# Material for this exercise
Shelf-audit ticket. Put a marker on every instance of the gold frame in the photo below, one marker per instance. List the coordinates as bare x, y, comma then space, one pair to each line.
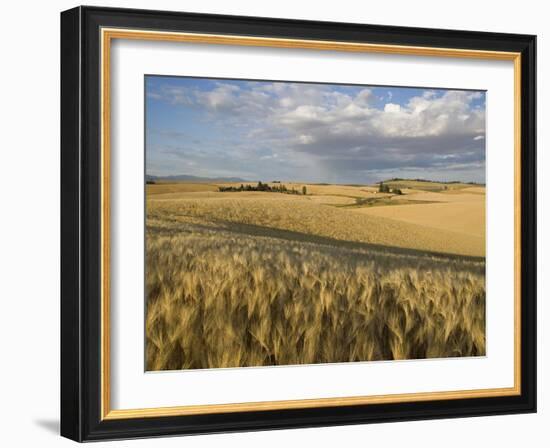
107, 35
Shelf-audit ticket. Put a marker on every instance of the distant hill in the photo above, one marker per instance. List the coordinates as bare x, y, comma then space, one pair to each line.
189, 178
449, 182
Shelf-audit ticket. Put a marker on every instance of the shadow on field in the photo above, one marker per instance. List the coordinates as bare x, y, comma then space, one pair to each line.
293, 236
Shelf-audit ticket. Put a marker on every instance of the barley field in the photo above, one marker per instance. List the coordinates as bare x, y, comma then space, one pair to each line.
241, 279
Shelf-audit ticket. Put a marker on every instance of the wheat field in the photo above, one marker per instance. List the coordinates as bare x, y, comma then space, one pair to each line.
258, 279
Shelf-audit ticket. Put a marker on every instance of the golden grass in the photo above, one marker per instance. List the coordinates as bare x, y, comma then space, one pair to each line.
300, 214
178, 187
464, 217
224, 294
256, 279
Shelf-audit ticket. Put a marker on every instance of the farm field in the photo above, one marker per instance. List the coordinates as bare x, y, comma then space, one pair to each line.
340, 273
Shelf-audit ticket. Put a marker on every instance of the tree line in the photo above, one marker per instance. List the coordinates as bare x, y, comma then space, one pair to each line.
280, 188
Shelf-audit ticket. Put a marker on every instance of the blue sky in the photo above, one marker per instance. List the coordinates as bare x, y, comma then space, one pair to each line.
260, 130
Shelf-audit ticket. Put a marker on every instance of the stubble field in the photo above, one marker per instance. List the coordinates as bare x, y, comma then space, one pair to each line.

# Aim of the task
The reply should hold every record, unchanged, and no pictures.

# Task result
Shelf-audit ticket. Put a marker on every instance of the gold frame in the photo below, one marker per instance. List the coordinates as bare x, y, comma then space, one pair to each line.
107, 35
Shelf-audit ticket. Put a marker on every instance of the distant hill in the photo above, one marker per instance. List the coordinates as bare x, y, comma then space, one pair to each line.
189, 178
449, 182
Shelf-audit ticket. Put a marker on every instance of the shadow on field in the photo above, one marker per instance. List the coordinates as bare x, y, comma then space, one pair to each line.
293, 236
Shelf-audit ticket. Put a marker on every instance of the barley field in the photo above, one marker per instance. List the coordinates as bare x, y, comma then space, one pair to each line.
241, 279
Shelf-audit ticket. Put a marker on every instance of the wheat field in the photo above, one marker per instance. List the coordinates as bare x, y, comma then space, one pair to each line.
258, 279
Shelf-audit ticket. Put a marker on every instance of the golden grass in the photo above, one marker per instance. List the coordinates as bare x, y, comma then space, one pair to each line.
300, 214
178, 187
464, 217
224, 294
256, 279
Shelf-audit ticket. Put a marker on every instance of the farm field in the photo above, one marker per instance. List the coordinates as bare x, y, comma then space, one pair to each line.
340, 273
Shelf-audit ticket. Put a marker on every instance of the tree line in the photo above, one marker per instance. List the coordinates as bare x, y, comma then space, one pair to each line.
280, 188
Shelf-audit ticket. Put a marker on every instance of the blue sky in the photo above, one marker per instance. List the coordinates as bare x, y, comma then space, one pair to each line.
260, 130
Shelf-audit ticket. Put a marker on every instance of the stubble field in the photo above, one marker per instance. List the coordinates as bare x, y, comma then space, one pair to each line.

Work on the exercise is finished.